Referring expression grounding data
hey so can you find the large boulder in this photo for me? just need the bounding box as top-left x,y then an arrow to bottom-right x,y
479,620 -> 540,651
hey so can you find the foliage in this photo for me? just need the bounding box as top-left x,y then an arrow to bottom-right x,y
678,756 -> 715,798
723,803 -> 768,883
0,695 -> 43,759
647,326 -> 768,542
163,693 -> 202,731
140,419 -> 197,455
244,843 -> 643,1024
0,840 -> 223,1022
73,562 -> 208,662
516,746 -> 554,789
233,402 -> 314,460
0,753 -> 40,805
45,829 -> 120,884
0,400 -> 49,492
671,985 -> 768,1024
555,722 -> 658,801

_Exercise_
Restate the records above verbatim, omitting no line.

_Answer for the task_
hey so can you find the large boulder in this photo for me? just need the bounding box as top-left x,y then an arrow to bottom-right x,y
479,620 -> 540,651
hey so can you find the foliage in this photo for me? just need the bounding box as top-left x,y then an arrow to bottom-right x,y
678,756 -> 715,798
723,803 -> 768,883
0,695 -> 43,759
647,326 -> 768,542
163,693 -> 202,731
140,419 -> 197,455
244,843 -> 643,1024
0,840 -> 223,1022
73,562 -> 208,662
516,746 -> 554,789
233,402 -> 314,460
0,753 -> 40,805
45,829 -> 120,884
0,400 -> 49,492
671,985 -> 768,1024
555,722 -> 658,801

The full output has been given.